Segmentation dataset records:
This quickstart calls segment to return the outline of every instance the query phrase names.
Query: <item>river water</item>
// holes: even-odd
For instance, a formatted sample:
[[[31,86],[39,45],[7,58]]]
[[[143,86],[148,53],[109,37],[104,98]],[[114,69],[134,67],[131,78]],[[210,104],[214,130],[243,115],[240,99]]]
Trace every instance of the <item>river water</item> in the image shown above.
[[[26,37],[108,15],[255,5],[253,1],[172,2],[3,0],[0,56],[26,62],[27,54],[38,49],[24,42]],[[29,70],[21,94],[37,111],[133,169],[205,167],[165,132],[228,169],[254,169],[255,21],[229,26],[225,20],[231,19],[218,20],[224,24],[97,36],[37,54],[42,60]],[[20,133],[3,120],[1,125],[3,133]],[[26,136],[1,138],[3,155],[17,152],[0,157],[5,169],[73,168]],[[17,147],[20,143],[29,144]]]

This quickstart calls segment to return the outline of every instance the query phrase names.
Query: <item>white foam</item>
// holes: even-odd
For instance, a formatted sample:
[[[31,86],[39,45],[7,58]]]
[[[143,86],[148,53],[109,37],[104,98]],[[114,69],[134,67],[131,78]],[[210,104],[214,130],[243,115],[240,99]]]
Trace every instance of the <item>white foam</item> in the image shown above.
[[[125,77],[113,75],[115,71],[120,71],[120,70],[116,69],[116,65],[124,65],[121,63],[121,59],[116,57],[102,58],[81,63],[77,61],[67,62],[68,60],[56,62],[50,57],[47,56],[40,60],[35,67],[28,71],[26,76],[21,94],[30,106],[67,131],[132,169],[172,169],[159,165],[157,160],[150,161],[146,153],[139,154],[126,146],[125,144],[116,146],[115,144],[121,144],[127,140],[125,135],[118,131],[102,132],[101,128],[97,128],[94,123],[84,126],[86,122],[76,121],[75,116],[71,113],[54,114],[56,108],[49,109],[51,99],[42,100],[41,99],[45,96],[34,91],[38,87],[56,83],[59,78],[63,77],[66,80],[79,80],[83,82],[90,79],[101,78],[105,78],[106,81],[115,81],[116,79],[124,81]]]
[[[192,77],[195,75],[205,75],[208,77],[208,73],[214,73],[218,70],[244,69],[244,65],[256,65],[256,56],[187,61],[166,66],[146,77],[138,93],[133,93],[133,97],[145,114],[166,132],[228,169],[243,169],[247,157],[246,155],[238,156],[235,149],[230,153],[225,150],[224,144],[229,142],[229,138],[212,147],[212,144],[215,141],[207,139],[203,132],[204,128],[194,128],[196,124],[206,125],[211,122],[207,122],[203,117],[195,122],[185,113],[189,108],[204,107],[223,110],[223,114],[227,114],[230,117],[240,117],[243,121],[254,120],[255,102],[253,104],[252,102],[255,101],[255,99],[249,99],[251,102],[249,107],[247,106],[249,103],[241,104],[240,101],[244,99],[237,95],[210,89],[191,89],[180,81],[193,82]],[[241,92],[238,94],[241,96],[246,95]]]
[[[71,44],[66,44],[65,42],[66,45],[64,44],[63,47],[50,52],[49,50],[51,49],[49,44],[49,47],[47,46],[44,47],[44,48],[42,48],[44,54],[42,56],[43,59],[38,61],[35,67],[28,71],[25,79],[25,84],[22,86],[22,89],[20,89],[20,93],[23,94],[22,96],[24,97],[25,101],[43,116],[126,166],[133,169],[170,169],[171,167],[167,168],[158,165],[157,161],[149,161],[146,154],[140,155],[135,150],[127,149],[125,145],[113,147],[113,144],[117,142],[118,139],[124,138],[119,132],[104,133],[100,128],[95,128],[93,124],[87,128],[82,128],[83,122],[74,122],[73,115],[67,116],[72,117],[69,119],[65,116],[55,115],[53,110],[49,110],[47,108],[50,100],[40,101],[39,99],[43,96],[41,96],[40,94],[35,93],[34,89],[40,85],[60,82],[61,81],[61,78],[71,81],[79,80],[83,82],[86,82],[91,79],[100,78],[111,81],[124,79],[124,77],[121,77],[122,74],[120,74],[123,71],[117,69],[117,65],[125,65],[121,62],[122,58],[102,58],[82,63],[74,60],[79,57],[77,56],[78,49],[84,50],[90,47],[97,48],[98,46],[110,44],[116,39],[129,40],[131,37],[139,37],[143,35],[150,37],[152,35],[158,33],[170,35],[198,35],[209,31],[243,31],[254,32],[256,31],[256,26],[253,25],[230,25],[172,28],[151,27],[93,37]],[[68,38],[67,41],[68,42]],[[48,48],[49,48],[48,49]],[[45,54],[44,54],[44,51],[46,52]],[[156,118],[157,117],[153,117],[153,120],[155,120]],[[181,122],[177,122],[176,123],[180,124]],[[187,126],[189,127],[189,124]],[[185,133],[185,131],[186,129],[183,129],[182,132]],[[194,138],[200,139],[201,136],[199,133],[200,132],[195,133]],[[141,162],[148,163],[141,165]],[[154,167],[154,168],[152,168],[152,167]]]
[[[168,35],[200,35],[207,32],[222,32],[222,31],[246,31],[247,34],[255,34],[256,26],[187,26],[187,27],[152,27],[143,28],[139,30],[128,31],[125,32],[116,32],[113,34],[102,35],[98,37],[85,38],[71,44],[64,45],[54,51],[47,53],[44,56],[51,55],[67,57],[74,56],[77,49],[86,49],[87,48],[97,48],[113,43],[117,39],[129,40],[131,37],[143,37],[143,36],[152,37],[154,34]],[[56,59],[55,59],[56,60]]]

WHAT IS EXPECTED: Output each line of the records above as a numbered list, omitting any blank lines.

RESULT OF THE EXERCISE:
1. This quickstart calls segment to return the outline of every instance the query phrase names.
2. Query: <item>river water</item>
3. // holes: even-odd
4. For instance, a formatted sample:
5. [[[31,86],[39,45],[7,58]]]
6. [[[143,86],[148,53],[109,37],[104,98]],[[114,69],[134,67],[131,78]],[[210,104],[214,130],[243,115],[240,99]]]
7. Trace every instance of the <item>river water</item> in the image shown above.
8. [[[26,37],[108,15],[255,5],[253,1],[172,2],[3,0],[0,56],[26,62],[27,54],[38,49],[24,42]],[[29,70],[21,94],[37,111],[133,169],[205,167],[165,132],[228,169],[254,169],[255,21],[229,26],[225,20],[231,19],[218,20],[224,24],[97,36],[37,54],[42,60]],[[20,133],[3,120],[1,125],[3,133]],[[26,136],[1,138],[3,155],[17,152],[0,157],[5,169],[73,168]],[[17,147],[20,143],[29,144]]]
9. This quickstart calls segment to return the outline of every instance the query phrase names.
10. Query: <item>white foam</item>
11. // holes: even-odd
12. For instance, a formatted sample:
13. [[[31,86],[39,45],[7,58]]]
14. [[[143,86],[148,53],[109,37],[104,98]],[[114,69],[134,67],[131,78]],[[210,104],[214,130],[243,115],[240,99]]]
15. Trace every instance of the <item>white foam</item> in the image shown above.
16. [[[125,77],[113,75],[115,71],[120,71],[120,70],[116,69],[116,65],[124,65],[121,63],[121,59],[116,57],[102,58],[81,63],[77,61],[67,62],[68,60],[56,62],[50,57],[47,56],[40,60],[35,67],[28,71],[26,76],[21,94],[30,106],[67,131],[132,169],[172,169],[159,165],[157,160],[150,161],[146,153],[139,154],[126,146],[125,144],[116,146],[115,144],[121,144],[127,140],[125,135],[118,131],[102,132],[101,128],[97,128],[94,123],[84,126],[86,122],[76,121],[75,116],[71,113],[54,114],[56,108],[49,109],[51,99],[42,100],[41,99],[45,96],[34,91],[38,87],[56,83],[59,78],[63,77],[66,80],[79,80],[83,82],[90,79],[101,78],[105,78],[106,81],[115,81],[116,79],[124,81]]]
17. [[[192,77],[195,75],[205,75],[208,77],[208,73],[214,73],[218,70],[244,69],[244,65],[256,65],[256,56],[187,61],[166,66],[146,77],[138,93],[133,93],[133,97],[145,114],[166,132],[228,169],[243,169],[247,157],[246,155],[238,156],[235,149],[230,153],[225,150],[224,144],[229,142],[229,138],[212,147],[212,144],[215,141],[207,139],[203,132],[204,128],[194,128],[196,124],[206,125],[211,122],[207,122],[203,117],[195,122],[185,113],[189,108],[204,107],[223,110],[223,114],[227,114],[230,117],[240,117],[243,121],[254,120],[255,102],[253,104],[252,102],[255,101],[255,99],[249,99],[251,102],[249,107],[247,106],[249,103],[241,104],[240,101],[244,99],[237,95],[210,89],[191,89],[180,81],[193,82]],[[241,92],[238,94],[241,96],[246,95]]]
18. [[[71,44],[66,44],[65,42],[66,45],[64,44],[63,47],[50,52],[49,50],[51,49],[49,44],[49,47],[47,46],[44,47],[44,48],[42,48],[44,54],[42,56],[43,59],[38,61],[35,67],[28,71],[25,79],[25,84],[22,86],[22,89],[20,89],[20,93],[23,94],[22,96],[24,97],[25,101],[43,116],[126,166],[133,169],[170,169],[171,167],[167,168],[158,165],[157,161],[149,161],[146,154],[140,155],[135,150],[127,149],[125,145],[113,147],[113,144],[117,142],[118,139],[124,138],[119,132],[104,133],[100,128],[95,128],[93,124],[87,128],[82,128],[83,122],[74,122],[73,115],[67,116],[72,117],[69,119],[65,116],[55,115],[53,110],[49,110],[47,108],[50,100],[40,101],[39,99],[43,96],[41,96],[40,94],[35,93],[34,89],[40,85],[60,82],[61,81],[61,78],[71,81],[79,80],[83,82],[86,82],[91,79],[100,78],[111,81],[124,79],[124,77],[121,77],[122,74],[120,74],[123,71],[117,69],[117,65],[125,65],[121,62],[122,58],[102,58],[82,63],[74,60],[79,57],[77,56],[78,49],[84,50],[90,47],[97,48],[98,46],[110,44],[116,39],[129,40],[131,37],[139,37],[143,35],[150,37],[152,35],[158,33],[170,35],[198,35],[209,31],[243,31],[254,32],[256,31],[256,26],[253,25],[230,25],[172,28],[151,27],[93,37]],[[68,38],[67,41],[68,42]],[[48,48],[49,48],[48,49]],[[45,54],[44,54],[44,51],[46,52]],[[156,118],[157,117],[153,117],[153,120],[155,120]],[[181,122],[177,122],[176,123],[180,124]],[[187,126],[189,127],[189,124]],[[185,133],[185,131],[186,129],[183,129],[182,132]],[[194,138],[200,139],[201,136],[199,133],[200,132],[195,133]],[[141,162],[148,163],[141,165]],[[154,167],[154,168],[152,168],[152,167]]]
19. [[[168,35],[200,35],[207,32],[222,32],[222,31],[246,31],[247,34],[255,34],[256,26],[187,26],[187,27],[152,27],[143,28],[139,30],[128,31],[125,32],[116,32],[113,34],[102,35],[98,37],[85,38],[71,44],[64,45],[54,51],[47,53],[44,56],[51,55],[67,57],[74,56],[77,49],[86,49],[87,48],[97,48],[113,43],[117,39],[129,40],[131,37],[143,37],[143,36],[152,37],[154,34]],[[56,59],[55,59],[56,60]]]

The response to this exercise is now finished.